SET TASK: In the records, from the start through the line containing "[13,169,50,180]", substitute "Outline" for every "Isolate" and change nothing else. Write out that stretch again, without the pictures.

[GIVEN DATA start]

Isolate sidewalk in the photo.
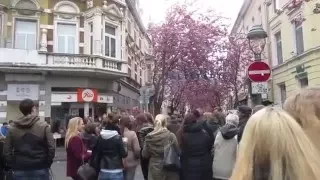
[53,147,67,161]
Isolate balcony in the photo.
[0,48,127,77]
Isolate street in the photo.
[51,160,143,180]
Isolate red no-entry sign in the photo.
[248,61,271,82]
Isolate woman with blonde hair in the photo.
[65,117,91,180]
[231,107,320,180]
[284,87,320,152]
[142,114,180,180]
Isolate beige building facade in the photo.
[0,0,151,121]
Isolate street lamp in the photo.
[247,25,268,61]
[247,25,268,105]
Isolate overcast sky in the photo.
[140,0,243,28]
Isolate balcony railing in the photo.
[0,48,126,73]
[45,53,123,71]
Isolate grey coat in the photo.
[212,124,238,180]
[142,129,179,180]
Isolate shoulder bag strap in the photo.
[78,136,84,165]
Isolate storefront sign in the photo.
[77,89,98,102]
[51,93,77,102]
[98,95,113,104]
[7,84,39,101]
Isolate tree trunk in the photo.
[153,101,162,116]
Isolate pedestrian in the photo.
[230,107,320,180]
[91,113,128,180]
[283,87,320,153]
[203,112,220,141]
[212,114,239,180]
[142,114,180,180]
[238,105,252,142]
[167,117,180,135]
[4,99,55,180]
[252,104,266,114]
[120,116,141,180]
[136,113,153,180]
[65,117,91,180]
[0,122,9,137]
[178,114,212,180]
[80,122,98,151]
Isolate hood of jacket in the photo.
[100,129,119,140]
[13,114,40,128]
[145,129,171,154]
[220,124,239,139]
[183,122,203,132]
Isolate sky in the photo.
[140,0,243,26]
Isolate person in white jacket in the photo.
[212,114,239,180]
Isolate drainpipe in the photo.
[263,0,274,102]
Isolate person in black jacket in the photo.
[237,105,252,143]
[91,115,128,180]
[178,114,212,180]
[4,99,55,180]
[0,135,6,180]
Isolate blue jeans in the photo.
[98,171,124,180]
[13,169,50,180]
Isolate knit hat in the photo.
[226,114,239,127]
[238,105,252,115]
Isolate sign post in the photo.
[248,61,271,103]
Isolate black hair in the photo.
[19,99,35,116]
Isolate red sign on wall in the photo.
[77,89,98,102]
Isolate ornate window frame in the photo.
[53,1,80,54]
[11,0,41,50]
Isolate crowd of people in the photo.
[1,88,320,180]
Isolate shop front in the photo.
[51,88,113,121]
[6,84,44,120]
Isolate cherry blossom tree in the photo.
[149,2,227,114]
[223,34,253,105]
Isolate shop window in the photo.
[14,19,37,50]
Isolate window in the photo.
[294,21,304,55]
[57,23,76,54]
[128,20,131,34]
[279,84,287,104]
[299,77,309,88]
[128,68,131,77]
[273,0,280,12]
[14,20,37,50]
[128,58,132,67]
[104,25,116,58]
[0,14,3,36]
[274,32,283,64]
[89,23,93,54]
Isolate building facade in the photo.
[232,0,320,106]
[268,0,320,106]
[231,0,272,105]
[0,0,151,121]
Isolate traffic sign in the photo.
[251,82,268,94]
[248,61,271,82]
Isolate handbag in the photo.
[77,138,97,180]
[163,137,181,171]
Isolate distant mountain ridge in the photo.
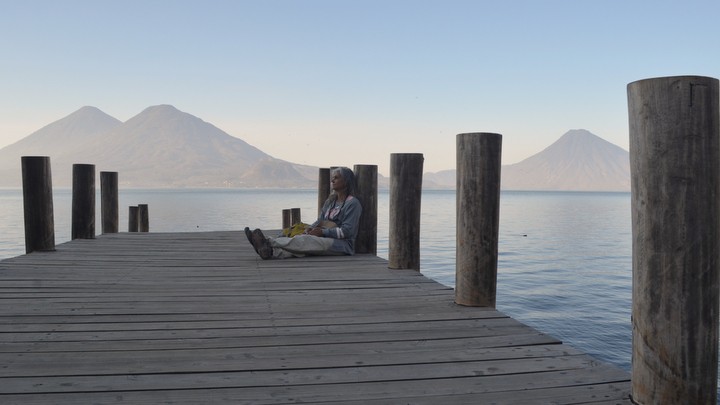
[501,129,630,191]
[0,105,630,191]
[0,105,317,187]
[424,129,630,191]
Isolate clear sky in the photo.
[0,0,720,174]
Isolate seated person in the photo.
[245,167,362,260]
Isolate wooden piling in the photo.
[388,153,424,271]
[70,164,95,240]
[627,76,720,404]
[128,205,138,232]
[283,208,292,229]
[20,156,55,253]
[455,133,502,308]
[318,168,330,216]
[290,208,302,225]
[353,165,378,254]
[100,172,120,233]
[138,204,150,232]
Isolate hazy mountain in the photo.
[0,107,122,187]
[424,129,630,191]
[501,129,630,191]
[0,105,317,187]
[0,105,630,191]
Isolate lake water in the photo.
[0,189,632,370]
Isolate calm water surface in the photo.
[0,189,631,370]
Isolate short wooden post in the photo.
[388,153,424,271]
[128,205,138,232]
[627,76,720,404]
[290,208,302,225]
[283,208,293,229]
[100,172,120,233]
[138,204,150,232]
[455,133,502,308]
[353,165,378,254]
[318,168,330,215]
[20,156,55,253]
[71,164,95,240]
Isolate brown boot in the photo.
[251,229,272,260]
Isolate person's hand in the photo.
[307,227,322,236]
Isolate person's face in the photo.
[330,172,345,191]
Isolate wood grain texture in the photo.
[0,232,630,404]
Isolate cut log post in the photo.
[138,204,150,232]
[290,208,302,225]
[283,208,292,229]
[353,165,378,255]
[100,172,120,233]
[128,205,138,232]
[627,76,720,404]
[455,133,502,308]
[71,164,95,240]
[318,168,330,216]
[20,156,55,253]
[388,153,424,271]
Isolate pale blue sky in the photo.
[0,0,720,174]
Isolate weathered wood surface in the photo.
[0,232,630,404]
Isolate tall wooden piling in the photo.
[628,76,720,404]
[282,208,292,229]
[100,172,120,233]
[128,205,138,232]
[20,156,55,253]
[138,204,150,232]
[290,208,302,225]
[455,133,502,308]
[71,164,95,240]
[353,165,378,254]
[318,168,330,215]
[388,153,424,270]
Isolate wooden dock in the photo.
[0,232,630,404]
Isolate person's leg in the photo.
[270,235,342,256]
[245,228,273,260]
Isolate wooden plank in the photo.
[0,232,629,404]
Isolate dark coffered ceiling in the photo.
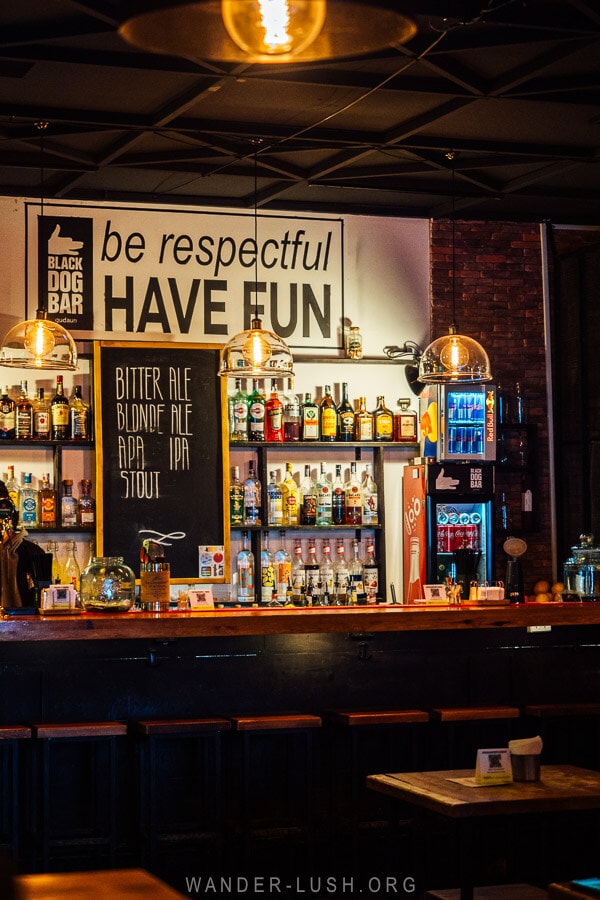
[0,0,600,225]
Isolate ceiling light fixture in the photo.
[219,146,294,378]
[119,0,417,63]
[0,121,77,370]
[419,160,492,384]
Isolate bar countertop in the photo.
[0,603,600,642]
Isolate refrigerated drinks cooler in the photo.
[419,384,496,462]
[402,462,494,603]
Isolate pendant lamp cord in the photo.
[254,144,260,319]
[449,160,456,332]
[35,119,48,309]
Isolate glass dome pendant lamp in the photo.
[418,171,492,384]
[0,122,77,371]
[219,155,294,378]
[119,0,417,65]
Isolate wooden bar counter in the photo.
[0,603,600,642]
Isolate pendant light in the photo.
[0,122,77,371]
[119,0,417,63]
[219,153,294,378]
[419,161,492,384]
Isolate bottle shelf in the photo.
[229,441,419,450]
[25,525,96,534]
[0,438,94,450]
[229,525,383,534]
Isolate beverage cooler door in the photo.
[426,462,494,599]
[427,496,492,588]
[438,384,496,461]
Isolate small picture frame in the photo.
[423,584,448,603]
[188,588,215,609]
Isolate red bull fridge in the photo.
[403,461,494,603]
[419,384,497,462]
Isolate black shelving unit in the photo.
[229,441,418,594]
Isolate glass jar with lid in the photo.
[80,556,135,612]
[564,534,600,601]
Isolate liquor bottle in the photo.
[333,538,350,606]
[33,388,52,441]
[319,538,334,606]
[283,378,302,443]
[248,378,265,441]
[354,397,373,441]
[360,463,379,525]
[291,538,306,606]
[6,466,21,512]
[50,375,69,441]
[394,398,419,444]
[267,472,283,525]
[77,478,96,528]
[304,538,319,606]
[498,491,512,536]
[265,378,283,444]
[513,381,525,425]
[60,478,77,528]
[344,462,362,525]
[15,381,33,440]
[229,466,244,528]
[244,459,262,525]
[282,378,302,443]
[316,462,333,525]
[373,395,394,441]
[236,531,254,606]
[281,463,300,525]
[38,475,56,528]
[348,538,365,606]
[19,472,39,528]
[301,392,319,441]
[0,481,15,528]
[521,472,533,531]
[0,387,16,441]
[346,325,363,359]
[300,464,317,525]
[69,384,90,441]
[274,531,292,603]
[363,538,379,603]
[229,378,248,441]
[319,384,338,441]
[62,541,81,591]
[331,463,346,525]
[260,531,277,606]
[338,381,354,443]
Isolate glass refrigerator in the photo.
[403,461,494,603]
[419,384,497,462]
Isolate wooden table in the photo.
[15,869,184,900]
[367,765,600,900]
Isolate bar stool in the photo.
[523,703,600,769]
[429,706,520,769]
[131,718,231,871]
[0,725,31,865]
[32,722,127,871]
[324,709,429,868]
[227,712,322,871]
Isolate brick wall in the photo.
[430,220,562,593]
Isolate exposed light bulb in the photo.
[23,319,56,367]
[440,335,469,370]
[242,319,272,369]
[221,0,327,62]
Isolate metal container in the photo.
[564,534,600,601]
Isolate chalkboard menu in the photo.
[94,341,229,582]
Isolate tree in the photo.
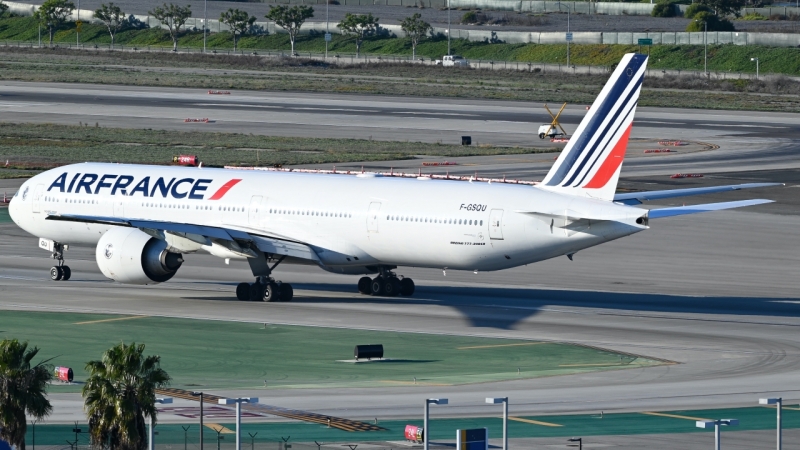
[0,339,53,450]
[147,3,192,51]
[83,343,170,450]
[33,0,75,45]
[336,13,380,57]
[219,8,256,51]
[400,13,431,59]
[94,2,127,48]
[698,0,746,17]
[265,5,314,56]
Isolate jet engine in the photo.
[95,228,183,284]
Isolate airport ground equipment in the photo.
[539,102,567,139]
[353,344,383,361]
[758,397,783,450]
[486,397,508,450]
[152,397,172,450]
[695,419,739,450]
[422,398,450,450]
[456,428,489,450]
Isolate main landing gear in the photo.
[236,256,294,302]
[50,242,72,281]
[358,267,415,297]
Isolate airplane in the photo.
[9,53,781,302]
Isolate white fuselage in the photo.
[10,163,647,273]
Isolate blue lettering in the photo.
[111,175,133,195]
[75,173,97,194]
[67,173,81,193]
[189,180,214,200]
[131,177,150,197]
[47,172,67,192]
[150,177,175,198]
[94,175,118,194]
[172,178,194,198]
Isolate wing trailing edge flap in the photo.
[614,183,784,205]
[647,198,774,219]
[47,215,320,262]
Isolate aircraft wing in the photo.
[614,183,784,205]
[647,198,774,219]
[47,215,319,262]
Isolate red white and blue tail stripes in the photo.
[540,53,647,200]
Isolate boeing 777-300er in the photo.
[9,54,777,301]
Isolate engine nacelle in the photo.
[95,228,183,284]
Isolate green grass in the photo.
[0,17,800,75]
[0,119,557,170]
[21,399,800,442]
[0,311,663,395]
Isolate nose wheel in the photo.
[358,270,416,297]
[50,242,72,281]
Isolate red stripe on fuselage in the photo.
[209,179,242,200]
[584,124,633,189]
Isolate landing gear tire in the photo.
[369,277,386,295]
[278,283,294,302]
[261,282,280,302]
[236,283,250,301]
[383,277,400,297]
[248,283,264,302]
[400,278,416,296]
[358,277,372,295]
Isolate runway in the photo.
[0,83,800,446]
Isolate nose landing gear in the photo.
[358,267,415,297]
[50,242,72,281]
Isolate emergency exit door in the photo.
[367,202,381,233]
[489,209,503,239]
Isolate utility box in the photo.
[456,428,489,450]
[353,344,383,360]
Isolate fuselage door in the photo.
[247,195,264,227]
[367,202,381,233]
[489,209,503,239]
[31,184,44,212]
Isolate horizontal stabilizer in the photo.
[647,198,774,219]
[614,183,784,205]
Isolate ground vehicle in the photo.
[436,55,469,67]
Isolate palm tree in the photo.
[83,343,170,450]
[0,339,53,450]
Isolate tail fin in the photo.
[539,53,647,201]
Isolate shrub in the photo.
[686,11,736,31]
[683,3,711,19]
[650,0,680,17]
[461,11,478,23]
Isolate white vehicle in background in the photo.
[436,55,469,67]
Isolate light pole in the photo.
[750,58,758,80]
[695,419,739,450]
[152,397,172,450]
[695,19,708,76]
[558,2,572,67]
[219,397,258,450]
[191,391,203,450]
[446,0,450,55]
[758,398,783,450]
[422,398,450,450]
[486,397,508,450]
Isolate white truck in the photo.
[436,55,469,67]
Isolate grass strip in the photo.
[0,123,558,172]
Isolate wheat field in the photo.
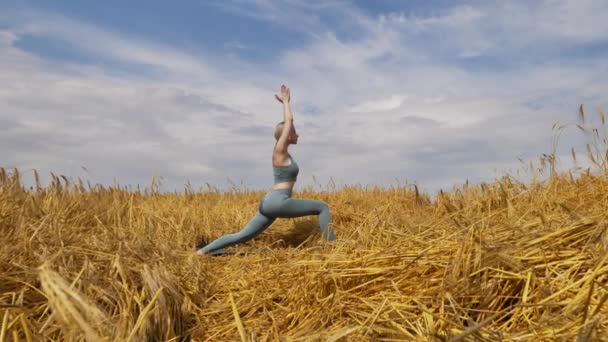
[0,106,608,341]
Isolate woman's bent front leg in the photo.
[201,211,276,254]
[277,198,336,241]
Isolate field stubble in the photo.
[0,107,608,341]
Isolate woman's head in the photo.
[274,121,299,144]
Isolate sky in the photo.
[0,0,608,194]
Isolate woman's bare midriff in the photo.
[272,181,296,190]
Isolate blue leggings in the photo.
[202,189,335,254]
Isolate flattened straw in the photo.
[0,309,8,341]
[127,286,165,342]
[228,291,247,342]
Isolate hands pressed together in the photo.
[274,84,291,104]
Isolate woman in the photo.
[196,85,335,255]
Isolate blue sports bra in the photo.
[272,153,300,184]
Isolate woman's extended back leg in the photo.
[202,211,276,253]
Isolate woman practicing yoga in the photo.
[196,85,335,255]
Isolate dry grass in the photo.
[0,108,608,341]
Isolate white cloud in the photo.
[0,1,608,195]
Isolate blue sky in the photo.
[0,0,608,193]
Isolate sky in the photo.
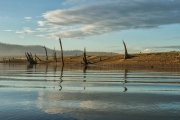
[0,0,180,53]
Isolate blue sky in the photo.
[0,0,180,53]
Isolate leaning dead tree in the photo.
[53,48,57,62]
[59,38,64,66]
[35,54,42,61]
[123,41,130,59]
[43,46,48,60]
[25,52,37,64]
[83,47,89,65]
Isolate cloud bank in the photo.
[38,0,180,38]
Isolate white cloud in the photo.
[4,30,12,32]
[24,17,32,20]
[62,0,87,5]
[38,0,180,38]
[15,28,35,34]
[142,49,151,53]
[36,26,61,32]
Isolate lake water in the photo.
[0,64,180,120]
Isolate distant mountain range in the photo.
[0,43,116,57]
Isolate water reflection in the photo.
[0,64,180,120]
[59,65,64,91]
[123,69,128,92]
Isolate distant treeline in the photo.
[0,43,116,57]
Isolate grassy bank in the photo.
[0,52,180,68]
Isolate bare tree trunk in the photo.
[35,54,42,61]
[59,38,64,66]
[25,52,37,64]
[43,46,48,60]
[53,48,57,62]
[123,41,130,59]
[83,48,88,65]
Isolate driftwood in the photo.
[59,38,64,66]
[43,46,48,60]
[123,41,130,59]
[25,52,37,64]
[83,48,89,65]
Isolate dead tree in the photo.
[43,46,48,60]
[83,47,88,65]
[35,54,42,61]
[59,38,64,66]
[53,48,57,62]
[123,41,130,59]
[25,52,37,64]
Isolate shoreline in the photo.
[0,52,180,68]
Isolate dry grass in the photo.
[0,52,180,68]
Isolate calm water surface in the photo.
[0,64,180,120]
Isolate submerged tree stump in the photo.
[25,52,37,64]
[83,47,89,65]
[43,46,48,60]
[59,38,64,66]
[123,41,130,60]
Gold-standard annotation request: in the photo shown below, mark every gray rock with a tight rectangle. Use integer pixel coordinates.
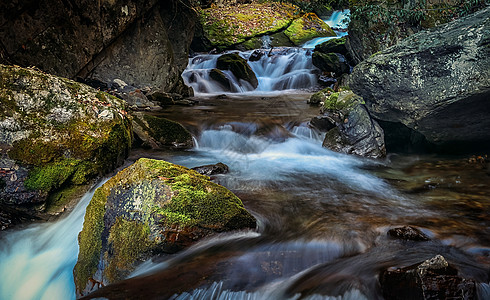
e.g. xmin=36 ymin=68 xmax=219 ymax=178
xmin=322 ymin=91 xmax=386 ymax=158
xmin=349 ymin=8 xmax=490 ymax=144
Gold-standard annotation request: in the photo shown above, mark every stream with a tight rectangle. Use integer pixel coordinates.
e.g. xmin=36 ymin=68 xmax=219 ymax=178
xmin=0 ymin=9 xmax=490 ymax=300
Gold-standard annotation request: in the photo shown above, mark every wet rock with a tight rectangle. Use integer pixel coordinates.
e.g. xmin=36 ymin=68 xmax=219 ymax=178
xmin=74 ymin=158 xmax=256 ymax=295
xmin=216 ymin=53 xmax=259 ymax=89
xmin=314 ymin=37 xmax=347 ymax=56
xmin=380 ymin=255 xmax=476 ymax=300
xmin=192 ymin=163 xmax=230 ymax=176
xmin=284 ymin=13 xmax=335 ymax=46
xmin=387 ymin=226 xmax=430 ymax=241
xmin=0 ymin=65 xmax=132 ymax=216
xmin=312 ymin=51 xmax=350 ymax=76
xmin=133 ymin=112 xmax=194 ymax=149
xmin=349 ymin=8 xmax=490 ymax=148
xmin=321 ymin=90 xmax=386 ymax=158
xmin=209 ymin=68 xmax=231 ymax=92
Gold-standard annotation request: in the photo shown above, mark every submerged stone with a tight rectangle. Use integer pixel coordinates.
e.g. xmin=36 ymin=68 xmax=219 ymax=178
xmin=74 ymin=158 xmax=256 ymax=295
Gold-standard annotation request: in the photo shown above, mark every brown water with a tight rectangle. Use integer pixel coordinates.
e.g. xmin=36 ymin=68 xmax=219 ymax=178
xmin=86 ymin=94 xmax=490 ymax=299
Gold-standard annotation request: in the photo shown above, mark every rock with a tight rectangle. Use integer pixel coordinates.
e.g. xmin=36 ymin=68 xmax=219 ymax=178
xmin=0 ymin=65 xmax=132 ymax=216
xmin=349 ymin=8 xmax=490 ymax=147
xmin=73 ymin=158 xmax=256 ymax=295
xmin=192 ymin=163 xmax=229 ymax=176
xmin=196 ymin=1 xmax=299 ymax=52
xmin=216 ymin=53 xmax=259 ymax=89
xmin=387 ymin=226 xmax=430 ymax=241
xmin=209 ymin=68 xmax=232 ymax=92
xmin=133 ymin=112 xmax=194 ymax=149
xmin=379 ymin=255 xmax=476 ymax=300
xmin=284 ymin=13 xmax=336 ymax=46
xmin=314 ymin=37 xmax=348 ymax=56
xmin=322 ymin=90 xmax=386 ymax=158
xmin=0 ymin=0 xmax=197 ymax=92
xmin=312 ymin=51 xmax=350 ymax=76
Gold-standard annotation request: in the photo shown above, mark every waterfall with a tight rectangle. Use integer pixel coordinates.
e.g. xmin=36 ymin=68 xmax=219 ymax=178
xmin=182 ymin=47 xmax=318 ymax=94
xmin=0 ymin=180 xmax=106 ymax=300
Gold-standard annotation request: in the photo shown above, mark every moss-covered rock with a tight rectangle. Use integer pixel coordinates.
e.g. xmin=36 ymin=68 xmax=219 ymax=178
xmin=195 ymin=2 xmax=299 ymax=49
xmin=284 ymin=13 xmax=336 ymax=46
xmin=216 ymin=53 xmax=259 ymax=88
xmin=0 ymin=65 xmax=132 ymax=214
xmin=74 ymin=158 xmax=255 ymax=294
xmin=133 ymin=112 xmax=194 ymax=149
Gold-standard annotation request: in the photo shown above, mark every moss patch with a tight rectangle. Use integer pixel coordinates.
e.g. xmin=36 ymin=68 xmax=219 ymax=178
xmin=200 ymin=2 xmax=299 ymax=48
xmin=104 ymin=217 xmax=152 ymax=282
xmin=284 ymin=13 xmax=335 ymax=46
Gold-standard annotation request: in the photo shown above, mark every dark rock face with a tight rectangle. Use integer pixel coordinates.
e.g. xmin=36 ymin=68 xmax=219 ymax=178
xmin=216 ymin=53 xmax=259 ymax=88
xmin=388 ymin=226 xmax=430 ymax=241
xmin=349 ymin=8 xmax=490 ymax=144
xmin=319 ymin=89 xmax=386 ymax=158
xmin=192 ymin=163 xmax=230 ymax=176
xmin=0 ymin=0 xmax=197 ymax=94
xmin=380 ymin=255 xmax=476 ymax=300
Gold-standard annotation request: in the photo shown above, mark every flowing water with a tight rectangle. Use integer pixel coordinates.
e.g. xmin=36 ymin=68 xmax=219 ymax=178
xmin=0 ymin=9 xmax=490 ymax=299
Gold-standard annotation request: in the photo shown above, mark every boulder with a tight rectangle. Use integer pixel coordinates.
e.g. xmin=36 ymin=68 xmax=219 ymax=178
xmin=349 ymin=8 xmax=490 ymax=149
xmin=74 ymin=158 xmax=256 ymax=295
xmin=379 ymin=255 xmax=476 ymax=300
xmin=284 ymin=13 xmax=336 ymax=46
xmin=0 ymin=65 xmax=132 ymax=216
xmin=315 ymin=37 xmax=348 ymax=56
xmin=216 ymin=53 xmax=259 ymax=89
xmin=321 ymin=90 xmax=386 ymax=158
xmin=0 ymin=0 xmax=197 ymax=93
xmin=312 ymin=51 xmax=350 ymax=76
xmin=192 ymin=163 xmax=230 ymax=176
xmin=133 ymin=112 xmax=194 ymax=149
xmin=387 ymin=226 xmax=430 ymax=241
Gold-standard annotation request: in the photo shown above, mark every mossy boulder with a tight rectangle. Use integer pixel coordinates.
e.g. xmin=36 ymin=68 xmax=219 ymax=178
xmin=321 ymin=90 xmax=386 ymax=158
xmin=133 ymin=112 xmax=194 ymax=149
xmin=74 ymin=158 xmax=256 ymax=294
xmin=216 ymin=53 xmax=259 ymax=89
xmin=284 ymin=13 xmax=336 ymax=46
xmin=0 ymin=65 xmax=132 ymax=214
xmin=193 ymin=2 xmax=299 ymax=50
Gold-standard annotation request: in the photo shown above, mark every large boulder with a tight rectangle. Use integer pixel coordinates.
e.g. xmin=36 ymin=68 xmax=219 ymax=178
xmin=74 ymin=158 xmax=256 ymax=294
xmin=312 ymin=89 xmax=386 ymax=158
xmin=0 ymin=0 xmax=197 ymax=93
xmin=284 ymin=13 xmax=336 ymax=46
xmin=349 ymin=8 xmax=490 ymax=148
xmin=0 ymin=65 xmax=132 ymax=218
xmin=133 ymin=112 xmax=194 ymax=149
xmin=216 ymin=52 xmax=259 ymax=89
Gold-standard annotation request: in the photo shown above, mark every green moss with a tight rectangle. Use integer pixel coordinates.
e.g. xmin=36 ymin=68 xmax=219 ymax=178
xmin=104 ymin=217 xmax=152 ymax=282
xmin=284 ymin=13 xmax=335 ymax=46
xmin=8 ymin=138 xmax=62 ymax=166
xmin=73 ymin=186 xmax=110 ymax=292
xmin=144 ymin=115 xmax=192 ymax=145
xmin=24 ymin=159 xmax=80 ymax=193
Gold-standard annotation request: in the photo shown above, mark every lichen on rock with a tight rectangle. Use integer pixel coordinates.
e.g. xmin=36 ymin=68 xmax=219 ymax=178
xmin=0 ymin=65 xmax=132 ymax=213
xmin=74 ymin=158 xmax=255 ymax=294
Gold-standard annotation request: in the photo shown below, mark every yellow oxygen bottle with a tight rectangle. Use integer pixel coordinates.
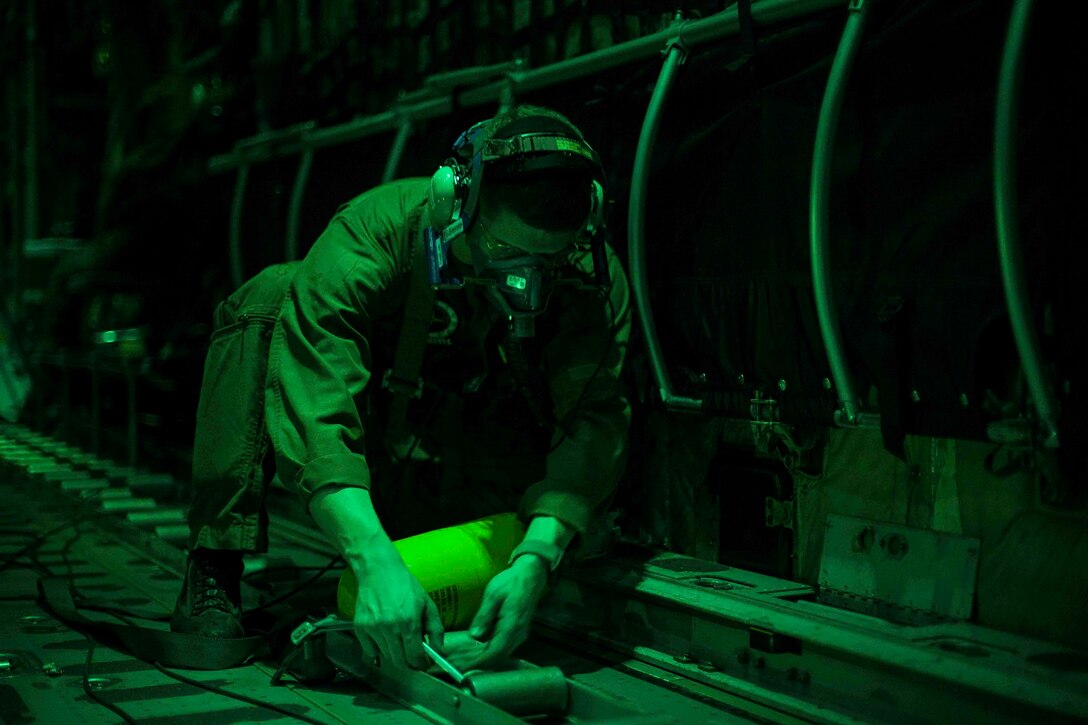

[GIVEN DATA end]

OUTPUT OF THE EXERCISE:
Outline sidewalk in the photo.
[53,147,67,161]
Outline balcony in the photo.
[0,48,127,77]
Outline street in the photo.
[51,160,143,180]
Outline red no-entry sign in the photo.
[248,61,271,82]
Outline woman with blonde hair in the photo.
[65,117,91,180]
[231,107,320,180]
[284,87,320,152]
[142,114,180,180]
Outline beige building facade in the photo.
[0,0,151,121]
Outline street lamp in the photo.
[247,25,268,61]
[247,25,268,105]
Outline overcast sky in the photo.
[140,0,243,28]
Outline balcony railing in the photo.
[0,48,126,73]
[45,53,123,71]
Outline grey coat in the photo.
[212,124,238,180]
[142,129,179,180]
Outline shoulder bag strap in the photo.
[78,136,84,165]
Outline storefront sign in the photo.
[77,89,98,102]
[51,93,77,102]
[98,95,113,104]
[7,84,39,101]
Outline tree trunk in the photo.
[153,101,162,116]
Outline pedestrian in the photo.
[230,107,320,180]
[91,113,128,180]
[283,87,320,153]
[203,112,220,141]
[212,114,239,180]
[142,114,180,180]
[238,105,252,142]
[167,117,180,135]
[4,99,55,180]
[252,104,266,114]
[120,116,141,180]
[136,113,153,180]
[65,117,91,180]
[0,122,9,137]
[178,114,212,180]
[80,122,98,151]
Outline hood of jacket in the photo.
[100,129,119,140]
[13,114,40,128]
[145,129,171,154]
[220,124,239,139]
[183,122,203,132]
Outline sky in the photo.
[140,0,243,26]
Outline person in white jacket in the photo.
[212,114,239,180]
Outline drainpipe in the photo.
[263,0,274,102]
Outline person in black jacket in the photo.
[237,105,252,143]
[91,115,128,180]
[178,114,212,180]
[4,99,55,180]
[0,135,6,180]
Outline blue jeans in the photo.
[98,171,124,180]
[13,169,50,180]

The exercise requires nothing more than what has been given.